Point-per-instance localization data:
┏━━

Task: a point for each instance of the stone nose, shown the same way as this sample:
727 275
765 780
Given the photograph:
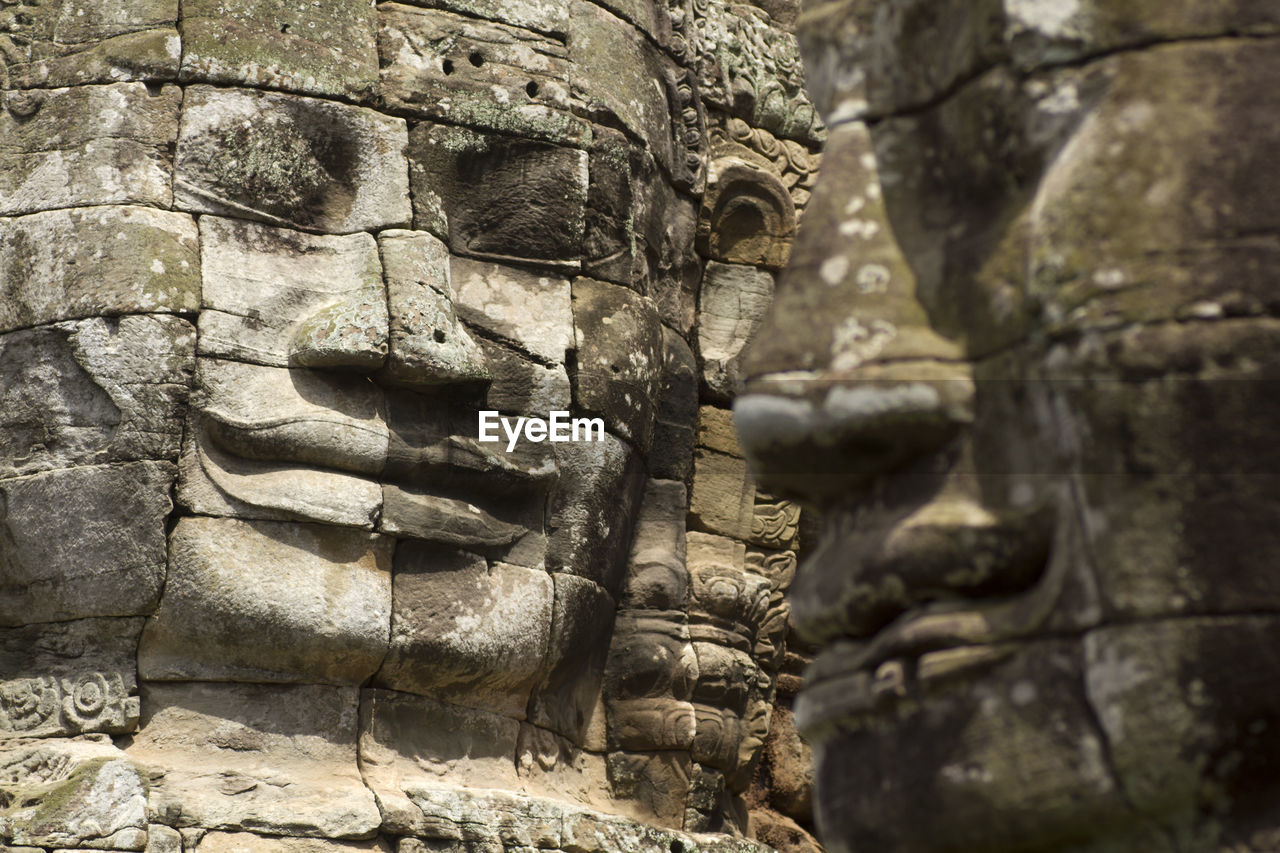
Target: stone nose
428 343
405 329
821 437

┗━━

(EXERCISE OBJECTIVE):
Return all the data exactly, and keep the pictures out.

(EXERCISE ANSWER):
Task: a point for each instance of the stone nose, shown the same way as this sample:
727 275
765 780
Given the photograph:
Target: stone nose
428 343
405 329
821 437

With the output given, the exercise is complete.